■ Set problem: Reproduce every one of the records below verbatim, preserving each line without alteration.

## start Listed entries

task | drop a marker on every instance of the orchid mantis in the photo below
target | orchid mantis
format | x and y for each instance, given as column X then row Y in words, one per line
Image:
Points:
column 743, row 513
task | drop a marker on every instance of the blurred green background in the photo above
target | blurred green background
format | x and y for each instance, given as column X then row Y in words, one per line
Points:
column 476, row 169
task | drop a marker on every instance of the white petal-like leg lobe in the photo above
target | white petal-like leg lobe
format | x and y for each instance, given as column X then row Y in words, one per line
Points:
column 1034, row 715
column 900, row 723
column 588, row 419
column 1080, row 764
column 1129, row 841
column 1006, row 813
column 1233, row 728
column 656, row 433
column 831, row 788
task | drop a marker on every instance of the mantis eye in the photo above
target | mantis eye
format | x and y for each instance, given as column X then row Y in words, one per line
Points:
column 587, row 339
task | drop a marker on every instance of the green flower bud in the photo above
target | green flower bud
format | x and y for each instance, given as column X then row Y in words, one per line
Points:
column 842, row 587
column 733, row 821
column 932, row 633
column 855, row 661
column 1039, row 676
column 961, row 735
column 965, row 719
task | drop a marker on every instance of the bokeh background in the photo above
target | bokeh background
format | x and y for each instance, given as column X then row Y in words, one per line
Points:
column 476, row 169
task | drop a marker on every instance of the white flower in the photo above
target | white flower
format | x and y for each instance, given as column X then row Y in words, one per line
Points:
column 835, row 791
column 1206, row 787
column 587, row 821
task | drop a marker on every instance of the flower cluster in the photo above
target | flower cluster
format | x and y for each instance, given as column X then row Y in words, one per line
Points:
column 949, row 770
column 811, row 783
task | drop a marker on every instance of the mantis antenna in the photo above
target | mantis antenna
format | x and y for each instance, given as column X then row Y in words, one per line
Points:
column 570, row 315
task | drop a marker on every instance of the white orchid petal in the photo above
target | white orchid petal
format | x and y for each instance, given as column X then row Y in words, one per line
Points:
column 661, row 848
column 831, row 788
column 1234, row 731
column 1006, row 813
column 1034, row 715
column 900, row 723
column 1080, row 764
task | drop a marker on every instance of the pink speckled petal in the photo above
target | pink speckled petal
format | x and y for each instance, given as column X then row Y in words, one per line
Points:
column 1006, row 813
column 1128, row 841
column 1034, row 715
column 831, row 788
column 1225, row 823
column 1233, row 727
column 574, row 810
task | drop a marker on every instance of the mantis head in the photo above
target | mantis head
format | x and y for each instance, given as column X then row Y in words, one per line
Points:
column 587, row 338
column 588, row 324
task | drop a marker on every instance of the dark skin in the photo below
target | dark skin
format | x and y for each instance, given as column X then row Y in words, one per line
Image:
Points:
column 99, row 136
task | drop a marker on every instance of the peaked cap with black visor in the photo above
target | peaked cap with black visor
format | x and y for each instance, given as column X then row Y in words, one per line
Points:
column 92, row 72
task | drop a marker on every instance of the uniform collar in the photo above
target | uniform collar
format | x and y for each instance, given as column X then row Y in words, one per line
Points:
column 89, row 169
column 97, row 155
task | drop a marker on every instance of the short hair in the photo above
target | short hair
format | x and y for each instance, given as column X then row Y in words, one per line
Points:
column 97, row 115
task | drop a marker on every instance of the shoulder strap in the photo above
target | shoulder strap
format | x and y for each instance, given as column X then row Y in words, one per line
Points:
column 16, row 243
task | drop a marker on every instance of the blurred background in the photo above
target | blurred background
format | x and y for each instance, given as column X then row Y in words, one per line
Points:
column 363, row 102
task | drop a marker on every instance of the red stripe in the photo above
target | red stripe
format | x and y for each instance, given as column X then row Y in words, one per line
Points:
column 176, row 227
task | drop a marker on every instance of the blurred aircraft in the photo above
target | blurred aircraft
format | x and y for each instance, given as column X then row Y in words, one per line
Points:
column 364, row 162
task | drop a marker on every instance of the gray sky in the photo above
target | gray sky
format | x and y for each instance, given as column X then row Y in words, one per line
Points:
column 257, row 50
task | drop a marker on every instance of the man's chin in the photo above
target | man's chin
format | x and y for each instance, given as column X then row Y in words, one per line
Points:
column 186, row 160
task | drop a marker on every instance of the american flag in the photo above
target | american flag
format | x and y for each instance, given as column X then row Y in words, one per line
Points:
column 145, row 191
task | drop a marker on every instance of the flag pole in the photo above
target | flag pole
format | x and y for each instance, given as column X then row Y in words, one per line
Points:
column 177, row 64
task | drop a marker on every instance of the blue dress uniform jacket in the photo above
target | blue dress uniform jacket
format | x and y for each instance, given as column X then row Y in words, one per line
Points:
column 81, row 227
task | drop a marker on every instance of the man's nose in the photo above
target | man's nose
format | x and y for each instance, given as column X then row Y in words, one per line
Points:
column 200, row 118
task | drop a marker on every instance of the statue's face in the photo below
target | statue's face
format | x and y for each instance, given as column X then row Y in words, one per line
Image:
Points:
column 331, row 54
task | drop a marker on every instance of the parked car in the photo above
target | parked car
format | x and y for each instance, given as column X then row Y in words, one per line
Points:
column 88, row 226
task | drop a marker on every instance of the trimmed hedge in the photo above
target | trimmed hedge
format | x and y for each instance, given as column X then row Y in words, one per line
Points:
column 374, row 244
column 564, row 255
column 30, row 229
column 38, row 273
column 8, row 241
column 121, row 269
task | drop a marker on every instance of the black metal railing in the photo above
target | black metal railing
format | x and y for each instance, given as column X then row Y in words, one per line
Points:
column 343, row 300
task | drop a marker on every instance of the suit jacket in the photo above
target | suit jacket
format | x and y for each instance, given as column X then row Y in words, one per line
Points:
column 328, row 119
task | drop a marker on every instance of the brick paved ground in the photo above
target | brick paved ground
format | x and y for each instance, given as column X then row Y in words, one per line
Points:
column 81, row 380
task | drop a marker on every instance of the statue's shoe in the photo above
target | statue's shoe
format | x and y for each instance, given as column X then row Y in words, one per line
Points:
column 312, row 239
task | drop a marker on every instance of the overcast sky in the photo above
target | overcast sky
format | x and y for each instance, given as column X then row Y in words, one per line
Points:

## end Listed entries

■ Expected output:
task | drop a marker on every instance of the orchid mantis in the photo below
target | orchid mantis
format | x and y for each instance, given as column X then row Y in words, one per line
Image:
Points:
column 743, row 513
task | drop a marker on every instance of the blurred green background in the photo above
target | blurred green background
format | x and y for each instance, given as column X then row Y in words, one per line
Points:
column 476, row 169
task | drop a marker on every instance of the white petal-like leg lobe in the photo above
target | white petal-like leg lobe
format | x and y for each instance, given as column X then row Y in words, one per line
Points:
column 1034, row 715
column 900, row 723
column 588, row 419
column 1080, row 764
column 1129, row 841
column 1006, row 813
column 1233, row 728
column 656, row 433
column 831, row 788
task | drop a marker on every instance of the mantis eye in the photo above
target | mantis eye
format | x and y for each instance, given as column X then row Y in words, one per line
Points:
column 587, row 339
task | drop a marker on every instance of the green flower bud in the photo above
target | green flower bud
format | x and y for each instance, given as column X then row Y in words, one per line
Points:
column 842, row 587
column 733, row 821
column 932, row 633
column 855, row 661
column 1039, row 676
column 961, row 735
column 965, row 719
task | drop a marker on every instance of the bokeh background in the photo above
target | bokeh background
format | x and y for each instance, given as column X then row Y in words, one per line
Points:
column 476, row 169
task | drop a marker on every instance of the white flower in the photo above
target | white flower
format | x and y for each instance, given as column X then row Y in words, one per line
Points:
column 835, row 791
column 1206, row 787
column 587, row 821
task | drop a marker on every instance of the flower cluster in the photo above
target | flower cluster
format | x and y for each instance, given as column X then row Y in words, one per line
Points:
column 949, row 770
column 811, row 783
task | drop a marker on every instance of the mantis antenna in the photo above
target | mantis antenna
format | x and y for each instance, given as column X then row Y in words, one per line
Points:
column 570, row 315
task | drop a marker on every instance of the white orchid petal in the photo above
target | white orchid petal
format | x and y for each instance, given as column X then row Y in words, one per line
Points:
column 661, row 848
column 831, row 788
column 1234, row 731
column 1006, row 813
column 1034, row 715
column 900, row 723
column 1080, row 764
task | drop a marker on every instance of the pink speckled petal in the photo above
target | pink speckled petal
format | x and y for each instance, given as column X then row Y in words, one per line
Points:
column 1006, row 813
column 1128, row 841
column 1034, row 715
column 831, row 788
column 1225, row 823
column 1233, row 727
column 574, row 810
task | drop a marker on every instance of the mantis head in the photo above
target | mantis head
format | x and y for each instance, given as column X then row Y in words, one per line
Points:
column 587, row 338
column 588, row 324
task | drop a marker on every instance of the dark skin in the photo below
target | dark skin
format | x and y for each instance, given as column X then row Y in words, one per line
Image:
Points:
column 99, row 136
task | drop a marker on every instance of the peaked cap with black visor in the photo above
target | peaked cap with black visor
format | x and y for each instance, given as column X then row Y in words, one per line
Points:
column 92, row 72
task | drop a marker on every instance of the uniform collar in the photo above
target | uniform collar
format | x and y for each instance, given as column X then row Y in words, one per line
Points:
column 89, row 169
column 97, row 155
task | drop a marker on every instance of the short hair in the photo above
target | short hair
format | x and y for each instance, given as column X then row Y in words, one per line
Points:
column 97, row 115
task | drop a marker on every instance of the shoulder strap in the photo above
target | shoulder strap
format | x and y for each instance, given as column X then row Y in words, one per line
Points:
column 16, row 243
task | drop a marker on every instance of the blurred background in the photo above
target | blurred background
format | x and y for each instance, given as column X then row Y in words, one per line
Points:
column 363, row 102
task | drop a marker on every instance of the red stripe in the photo above
target | red stripe
format | x and y for each instance, given as column X then row Y in words, one per line
Points:
column 176, row 227
task | drop a marker on every instance of the blurred aircraft in the photo above
target | blurred aircraft
format | x and y for each instance, given as column X then row Y in words, one per line
Points:
column 364, row 162
task | drop a marker on every instance of the gray sky in the photo above
target | gray sky
format | x and y for each instance, given as column X then row Y in words, one per line
Points:
column 257, row 50
task | drop a marker on every instance of the man's chin in the photo above
target | man's chin
format | x and y for each instance, given as column X then row Y in words, one per line
Points:
column 186, row 160
task | drop a marker on every instance of the american flag in the photo above
target | american flag
format | x and y for each instance, given as column X then row Y in words, one per line
Points:
column 145, row 191
task | drop a marker on every instance of the flag pole in the photo above
target | flag pole
format | x and y for each instance, given as column X then row Y in words, one per line
Points:
column 177, row 64
task | drop a marker on every instance of the blue dress uniform jacket in the photo above
target | blue dress uniform jacket
format | x and y for each instance, given as column X then row Y in words, one per line
Points:
column 81, row 227
task | drop a marker on every instance of the man's nose in the photo above
target | man's nose
format | x and y for each instance, given as column X then row Y in words, one per line
Points:
column 200, row 118
task | drop a marker on every instance of the statue's face in the photo below
target | statue's face
format | x and y for each instance, given as column X then row Y in words, one per line
Image:
Points:
column 331, row 54
task | drop a marker on every instance of the parked car in the photo above
target | parked car
format | x and y for each instance, given as column X then row Y in words, one per line
Points:
column 88, row 226
task | drop a marker on every instance of the trimmed hedge in the photo above
target | trimmed hedge
format | x and y for each instance, given as column X then row Y in words, one per line
Points:
column 374, row 244
column 564, row 255
column 30, row 229
column 38, row 273
column 8, row 241
column 121, row 269
task | drop a marker on every instance of the black metal railing in the photo above
target | black metal railing
format | x and y for each instance, given as column X then row Y in words, one per line
Points:
column 343, row 300
task | drop a marker on every instance of the suit jacket in the photo above
target | suit jacket
format | x and y for each instance, given as column X then row Y in words, one per line
Points:
column 328, row 119
task | drop a marker on every instance of the brick paved ground in the photo above
target | brick paved ground
format | x and y for each instance, given as column X then row Y in words, one per line
Points:
column 81, row 380
task | drop a marker on every instance of the statue's shoe in the photo above
target | statue's shoe
format | x and y for each instance, given as column X then row Y in words, one per line
Points:
column 312, row 239
task | drop a marker on every instance of the overcast sky in the photo above
target | overcast sky
format | x and y for each instance, given as column X then row Y in words, one per line
Points:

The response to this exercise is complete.